■ **Work to be completed**:
Copy out every line of the material below word for word, with nothing added, dropped, or changed.

_ _ _ _ _

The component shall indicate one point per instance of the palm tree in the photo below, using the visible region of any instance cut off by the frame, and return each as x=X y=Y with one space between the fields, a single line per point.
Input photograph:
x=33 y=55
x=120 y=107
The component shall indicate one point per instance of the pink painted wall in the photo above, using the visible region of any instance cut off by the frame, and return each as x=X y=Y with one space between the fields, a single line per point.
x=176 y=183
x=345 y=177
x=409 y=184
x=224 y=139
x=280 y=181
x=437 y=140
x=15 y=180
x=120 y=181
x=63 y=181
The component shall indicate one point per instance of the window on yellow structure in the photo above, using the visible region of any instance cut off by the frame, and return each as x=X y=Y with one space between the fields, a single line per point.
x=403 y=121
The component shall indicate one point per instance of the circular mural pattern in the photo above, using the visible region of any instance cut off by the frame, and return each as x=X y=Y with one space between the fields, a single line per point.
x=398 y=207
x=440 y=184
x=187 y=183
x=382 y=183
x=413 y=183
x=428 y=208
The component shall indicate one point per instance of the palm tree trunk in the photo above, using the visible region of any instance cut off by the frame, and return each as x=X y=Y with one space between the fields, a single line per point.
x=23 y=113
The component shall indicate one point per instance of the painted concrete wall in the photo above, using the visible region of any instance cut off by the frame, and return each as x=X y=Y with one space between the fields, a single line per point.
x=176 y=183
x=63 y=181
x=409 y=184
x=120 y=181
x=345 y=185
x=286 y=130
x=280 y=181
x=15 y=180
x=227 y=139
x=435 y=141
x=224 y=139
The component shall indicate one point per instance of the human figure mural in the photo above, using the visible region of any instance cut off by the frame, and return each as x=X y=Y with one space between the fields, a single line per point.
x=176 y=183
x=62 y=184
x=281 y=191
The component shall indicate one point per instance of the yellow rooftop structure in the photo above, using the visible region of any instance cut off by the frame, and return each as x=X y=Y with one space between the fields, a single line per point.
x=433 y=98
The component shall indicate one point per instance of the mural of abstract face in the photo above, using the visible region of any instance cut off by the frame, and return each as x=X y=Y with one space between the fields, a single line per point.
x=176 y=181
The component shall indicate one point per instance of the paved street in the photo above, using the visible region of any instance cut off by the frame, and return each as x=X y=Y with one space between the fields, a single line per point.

_ _ _ _ _

■ **Final result**:
The component shall indicate one point per instance of the palm tree in the photo below, using the visible region of any instance cut off by the frame, and return each as x=X y=Y with one space between the fields, a single line per point.
Input photograph:
x=33 y=55
x=120 y=107
The component shall indicate one point per instance of the pink painted wall in the photo above, using the visible region of any instance cut off by the frame, and return each as x=X y=Y with one space between the fields, a single line per point.
x=176 y=183
x=345 y=177
x=409 y=184
x=224 y=139
x=280 y=181
x=437 y=140
x=15 y=180
x=120 y=181
x=63 y=181
The component shall indicate one point per instance of the window on yellow structure in the photo above, using the visible region of any instance cut off by the frame, and return each as x=X y=Y with one space between the fields, a single line per point.
x=403 y=121
The component shall indicate one point per instance of the circular mural pattern in the photo above, using the visible region of any instance cut off by the frame, and return each as x=X y=Y with one space between the fields, a single line per point.
x=398 y=207
x=440 y=184
x=187 y=183
x=382 y=183
x=413 y=183
x=428 y=208
The component shall indicate one point per instance of the palm tree trunk in the photo above, using the visible region of any instance cut off by the frame, and return each as x=X y=Y with one space between the fields, a single line per point.
x=23 y=113
The component shall indicate one point per instance of the painted concrete wall in the photo above, using the visible region of any instance cut off by the frame, and return each as x=X y=Y with one space between the fields, a single line per point.
x=176 y=183
x=63 y=181
x=409 y=184
x=120 y=181
x=345 y=185
x=286 y=130
x=280 y=181
x=15 y=180
x=227 y=139
x=435 y=141
x=224 y=139
The component shall indicate one point per instance of the human figure mural in the photo above, using the visible region of any instance cut off by the frame, and return each as x=X y=Y with one space between the fields, a single line per point.
x=176 y=183
x=62 y=184
x=281 y=191
The component shall indicate one point per instance of the yellow rooftop structure in the photo above, using the visible region of any instance cut off by the frame, and return each as x=X y=Y with one space between the fields, a single line per point.
x=433 y=98
The component shall indicate one point per instance of the mural of abstract face in the photo above, using the visible region of any instance cut off by the frame, and return each as x=X y=Y with one space between the fields, a single line per point.
x=176 y=181
The component shall indicate one point per instance of the paved street in the photo above, using the visible region of any instance cut off by the frame, and return each as x=X y=Y with one space between the fields, a single line per point.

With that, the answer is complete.